**What is expected**
Filter the entries below, keeping only lines with the word "dark".

---------- Dataset

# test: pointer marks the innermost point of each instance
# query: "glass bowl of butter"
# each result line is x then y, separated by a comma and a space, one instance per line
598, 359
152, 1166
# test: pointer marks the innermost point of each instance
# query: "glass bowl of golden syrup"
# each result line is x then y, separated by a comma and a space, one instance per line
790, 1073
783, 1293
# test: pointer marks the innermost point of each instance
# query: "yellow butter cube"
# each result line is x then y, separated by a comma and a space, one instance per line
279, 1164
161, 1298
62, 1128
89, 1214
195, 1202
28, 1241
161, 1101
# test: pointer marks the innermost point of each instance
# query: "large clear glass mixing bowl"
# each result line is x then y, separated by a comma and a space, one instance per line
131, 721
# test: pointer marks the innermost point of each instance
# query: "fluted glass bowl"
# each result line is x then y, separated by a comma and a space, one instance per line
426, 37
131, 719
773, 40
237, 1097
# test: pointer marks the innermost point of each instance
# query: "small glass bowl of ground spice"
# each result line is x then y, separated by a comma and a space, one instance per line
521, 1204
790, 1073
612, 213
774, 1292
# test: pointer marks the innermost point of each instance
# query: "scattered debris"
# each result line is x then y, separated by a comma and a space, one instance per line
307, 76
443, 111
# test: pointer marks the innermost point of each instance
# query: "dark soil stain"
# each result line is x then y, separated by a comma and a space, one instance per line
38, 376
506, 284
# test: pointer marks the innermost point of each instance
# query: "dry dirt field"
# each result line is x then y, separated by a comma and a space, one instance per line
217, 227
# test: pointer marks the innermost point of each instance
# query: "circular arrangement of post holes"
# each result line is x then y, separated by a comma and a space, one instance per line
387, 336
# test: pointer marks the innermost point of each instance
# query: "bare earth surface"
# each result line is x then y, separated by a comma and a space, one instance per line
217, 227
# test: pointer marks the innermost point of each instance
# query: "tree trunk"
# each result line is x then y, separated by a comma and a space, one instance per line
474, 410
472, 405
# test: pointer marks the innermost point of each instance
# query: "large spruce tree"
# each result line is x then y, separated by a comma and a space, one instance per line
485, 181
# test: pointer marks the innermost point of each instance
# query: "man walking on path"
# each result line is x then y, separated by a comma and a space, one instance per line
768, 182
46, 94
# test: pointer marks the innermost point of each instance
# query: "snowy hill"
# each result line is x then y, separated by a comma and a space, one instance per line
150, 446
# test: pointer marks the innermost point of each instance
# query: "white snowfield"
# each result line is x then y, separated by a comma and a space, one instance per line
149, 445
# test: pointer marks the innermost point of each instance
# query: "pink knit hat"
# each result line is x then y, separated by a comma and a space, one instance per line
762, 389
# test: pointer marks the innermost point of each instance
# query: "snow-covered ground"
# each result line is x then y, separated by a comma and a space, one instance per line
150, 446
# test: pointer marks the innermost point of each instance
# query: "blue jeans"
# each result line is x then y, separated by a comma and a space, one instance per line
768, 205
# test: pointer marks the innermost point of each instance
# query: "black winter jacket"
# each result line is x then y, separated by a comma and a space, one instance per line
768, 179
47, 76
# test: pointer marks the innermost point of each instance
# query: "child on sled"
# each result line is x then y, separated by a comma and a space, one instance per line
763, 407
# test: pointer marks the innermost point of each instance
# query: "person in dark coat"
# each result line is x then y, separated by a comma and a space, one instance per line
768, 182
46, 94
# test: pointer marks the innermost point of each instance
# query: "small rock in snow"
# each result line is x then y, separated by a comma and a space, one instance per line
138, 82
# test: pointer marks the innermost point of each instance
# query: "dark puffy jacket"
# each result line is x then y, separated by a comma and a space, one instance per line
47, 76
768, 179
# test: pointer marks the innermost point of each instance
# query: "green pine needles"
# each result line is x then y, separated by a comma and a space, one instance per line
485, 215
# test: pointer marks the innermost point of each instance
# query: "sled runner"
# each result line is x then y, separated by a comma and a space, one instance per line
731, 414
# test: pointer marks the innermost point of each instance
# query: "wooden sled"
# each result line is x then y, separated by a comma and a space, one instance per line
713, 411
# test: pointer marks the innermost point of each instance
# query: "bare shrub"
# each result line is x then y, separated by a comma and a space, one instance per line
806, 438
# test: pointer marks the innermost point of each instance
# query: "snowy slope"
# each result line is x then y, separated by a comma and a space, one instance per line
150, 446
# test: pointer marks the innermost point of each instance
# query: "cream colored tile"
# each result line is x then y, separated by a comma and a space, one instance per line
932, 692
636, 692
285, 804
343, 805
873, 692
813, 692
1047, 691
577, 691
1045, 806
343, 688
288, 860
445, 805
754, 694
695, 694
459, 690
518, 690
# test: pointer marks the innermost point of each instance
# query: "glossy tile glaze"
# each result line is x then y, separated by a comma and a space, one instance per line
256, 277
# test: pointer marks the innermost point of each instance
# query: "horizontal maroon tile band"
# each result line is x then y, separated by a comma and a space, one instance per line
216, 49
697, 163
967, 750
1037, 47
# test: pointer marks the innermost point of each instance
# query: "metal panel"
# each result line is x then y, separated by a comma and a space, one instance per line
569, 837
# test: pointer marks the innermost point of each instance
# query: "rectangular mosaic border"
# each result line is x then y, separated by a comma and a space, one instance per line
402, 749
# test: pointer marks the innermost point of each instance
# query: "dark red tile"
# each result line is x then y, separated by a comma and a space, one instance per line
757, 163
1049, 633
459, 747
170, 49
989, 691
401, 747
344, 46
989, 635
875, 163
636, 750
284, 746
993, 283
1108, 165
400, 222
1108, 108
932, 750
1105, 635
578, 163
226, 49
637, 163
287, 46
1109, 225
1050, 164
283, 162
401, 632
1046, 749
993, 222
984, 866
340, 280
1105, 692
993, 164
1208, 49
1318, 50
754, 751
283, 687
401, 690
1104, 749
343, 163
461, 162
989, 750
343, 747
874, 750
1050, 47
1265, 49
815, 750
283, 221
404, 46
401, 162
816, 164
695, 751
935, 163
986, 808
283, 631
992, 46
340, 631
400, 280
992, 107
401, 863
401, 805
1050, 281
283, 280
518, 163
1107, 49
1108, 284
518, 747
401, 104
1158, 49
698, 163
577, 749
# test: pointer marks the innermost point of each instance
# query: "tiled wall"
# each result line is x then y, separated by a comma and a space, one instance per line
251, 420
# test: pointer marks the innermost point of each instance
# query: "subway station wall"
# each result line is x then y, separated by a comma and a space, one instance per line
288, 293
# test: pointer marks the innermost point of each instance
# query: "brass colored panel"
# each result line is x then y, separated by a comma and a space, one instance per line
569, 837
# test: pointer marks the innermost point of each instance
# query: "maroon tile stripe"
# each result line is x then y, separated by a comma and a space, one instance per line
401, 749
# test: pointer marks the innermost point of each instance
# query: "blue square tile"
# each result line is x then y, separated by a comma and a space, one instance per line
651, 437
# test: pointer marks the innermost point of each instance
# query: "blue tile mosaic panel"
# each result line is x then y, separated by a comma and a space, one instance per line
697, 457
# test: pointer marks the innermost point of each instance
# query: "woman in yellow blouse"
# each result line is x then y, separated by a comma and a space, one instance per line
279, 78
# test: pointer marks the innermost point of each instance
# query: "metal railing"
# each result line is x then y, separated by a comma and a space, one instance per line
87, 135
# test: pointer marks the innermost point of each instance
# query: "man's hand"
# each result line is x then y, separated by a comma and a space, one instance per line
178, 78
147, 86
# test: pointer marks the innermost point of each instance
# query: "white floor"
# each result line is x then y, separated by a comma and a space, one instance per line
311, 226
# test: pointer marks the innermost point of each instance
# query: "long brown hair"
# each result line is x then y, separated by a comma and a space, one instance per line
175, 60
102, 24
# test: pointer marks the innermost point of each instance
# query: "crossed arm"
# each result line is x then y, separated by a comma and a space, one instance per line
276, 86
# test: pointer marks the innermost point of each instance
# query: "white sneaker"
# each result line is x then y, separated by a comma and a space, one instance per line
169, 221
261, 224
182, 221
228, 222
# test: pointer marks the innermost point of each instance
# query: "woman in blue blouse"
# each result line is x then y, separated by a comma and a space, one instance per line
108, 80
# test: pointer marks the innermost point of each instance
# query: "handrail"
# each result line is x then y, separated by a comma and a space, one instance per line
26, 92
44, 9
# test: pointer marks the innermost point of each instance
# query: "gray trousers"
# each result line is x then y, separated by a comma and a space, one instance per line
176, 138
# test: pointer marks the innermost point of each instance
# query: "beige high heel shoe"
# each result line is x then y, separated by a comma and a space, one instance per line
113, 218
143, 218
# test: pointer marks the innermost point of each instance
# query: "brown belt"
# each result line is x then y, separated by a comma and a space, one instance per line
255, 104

--------------------

**Solution**
# query: "dark soil stain"
# query: "person in dark coat"
# query: "dark puffy jacket"
# query: "dark red tile"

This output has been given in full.